### Request 1
In the trademark passage below, update the portion that opens with the words containing "What is a trademark?" and closes with "other combination thereof.", swapping "enterprise" for "business".

### Document segment
------------------------
What is a trademark?


A trademark is a distinctive letter, signature, name, label, numerical or any combination of these that is used to identify and distinguish goods of one person or enterprise in the market place.   The Trade Marks Act Cap 401 defines a trademark as ‘a mark used or proposed to be used in relation to goods for the purpose of indicating, or so as to indicate, a connection in the course of trade between the goods and some person having the right either as proprietor or as registered user to use the mark, whether with or without any indication of the identity of that person'. Under the Act, a mark may include a devise, brand, heading, label, ticket, name, signature, word, letter, numerical or any other combination thereof.

Use of Trade Marks


As stated above, the principal function of a trademark is to identify the origin and thereby distinguish products from those of competitors. Thus, a trademark helps consumers differentiate brands.  In the case of mealie meal, for example, a trademark would assist a consumer identify the preferred mealie meal brand. Accordingly, a trademark can be a marketing tool and an instrument for communicating messages about products, technologies, cultures and individuals. A trademark, though an intangible asset, can also be used as collateral for sourcing loan finance. It can equally be an important asset in mergers and acquisitions, joint ventures, cooperative R&D agreements and licensing agreements. As technology becomes an increasingly important component of business, trademarks have further become a symbol of compliance with safety requirements and the fulfillment of technical specifications.

The law applicable to Trade Marks


The principle law on trademarks in Saint Lucia is the Trademarks Act No. 22 of 2001. It provides for registration of trademarks and matters incidental thereto. It is supplemented by Trade Marks Regulations, the Trade Marks Regulations No. 17 of 2003.
------------------------
(Raw records)
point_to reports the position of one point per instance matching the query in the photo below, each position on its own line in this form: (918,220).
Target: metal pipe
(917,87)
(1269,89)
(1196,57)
------------------------
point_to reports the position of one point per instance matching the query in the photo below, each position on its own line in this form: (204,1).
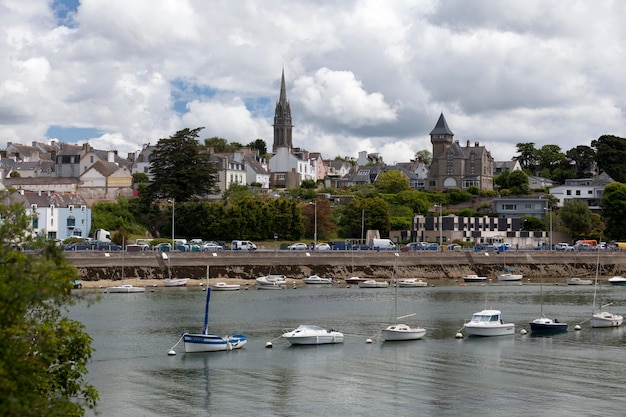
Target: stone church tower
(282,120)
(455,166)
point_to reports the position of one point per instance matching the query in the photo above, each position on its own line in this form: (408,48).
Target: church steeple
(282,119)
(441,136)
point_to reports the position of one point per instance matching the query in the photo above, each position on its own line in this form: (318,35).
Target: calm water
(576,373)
------------------------
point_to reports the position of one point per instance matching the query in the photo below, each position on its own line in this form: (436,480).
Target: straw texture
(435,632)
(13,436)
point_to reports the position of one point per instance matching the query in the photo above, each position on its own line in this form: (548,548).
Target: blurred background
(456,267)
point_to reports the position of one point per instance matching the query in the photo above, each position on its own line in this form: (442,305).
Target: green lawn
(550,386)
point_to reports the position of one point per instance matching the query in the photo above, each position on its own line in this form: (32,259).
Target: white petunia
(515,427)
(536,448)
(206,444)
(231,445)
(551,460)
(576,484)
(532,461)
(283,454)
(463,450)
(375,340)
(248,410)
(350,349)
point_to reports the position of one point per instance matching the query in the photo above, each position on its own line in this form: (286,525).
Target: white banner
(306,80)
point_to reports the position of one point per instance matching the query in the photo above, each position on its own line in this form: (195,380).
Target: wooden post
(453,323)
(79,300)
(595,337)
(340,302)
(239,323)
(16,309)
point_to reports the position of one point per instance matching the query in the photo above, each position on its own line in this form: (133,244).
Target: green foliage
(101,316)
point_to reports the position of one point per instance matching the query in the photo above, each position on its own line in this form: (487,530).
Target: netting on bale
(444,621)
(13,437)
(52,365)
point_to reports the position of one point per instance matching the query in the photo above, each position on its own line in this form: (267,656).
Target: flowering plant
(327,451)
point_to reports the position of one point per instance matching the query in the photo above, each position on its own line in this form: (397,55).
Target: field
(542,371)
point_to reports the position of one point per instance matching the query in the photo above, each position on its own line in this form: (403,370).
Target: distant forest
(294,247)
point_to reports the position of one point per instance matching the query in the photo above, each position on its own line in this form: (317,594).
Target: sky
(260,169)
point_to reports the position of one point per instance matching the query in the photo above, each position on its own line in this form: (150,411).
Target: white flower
------------------------
### Request 2
Count the lines of the entries above that contain the string "church", and reply with the number alone.

### Reply 1
What is a trademark?


A trademark is a distinctive letter, signature, name, label, numerical or any combination of these that is used to identify and distinguish goods of one person or business in the market place.   The Trade Marks Act Cap 401 defines a trademark as ‘a mark used or proposed to be used in relation to goods for the purpose of indicating, or so as to indicate, a connection in the course of trade between the goods and some person having the right either as proprietor or as registered user to use the mark, whether with or without any indication of the identity of that person'. Under the Act, a mark may include a devise, brand, heading, label, ticket, name, signature, word, letter, numerical or any other combination thereof.

### Reply 2
2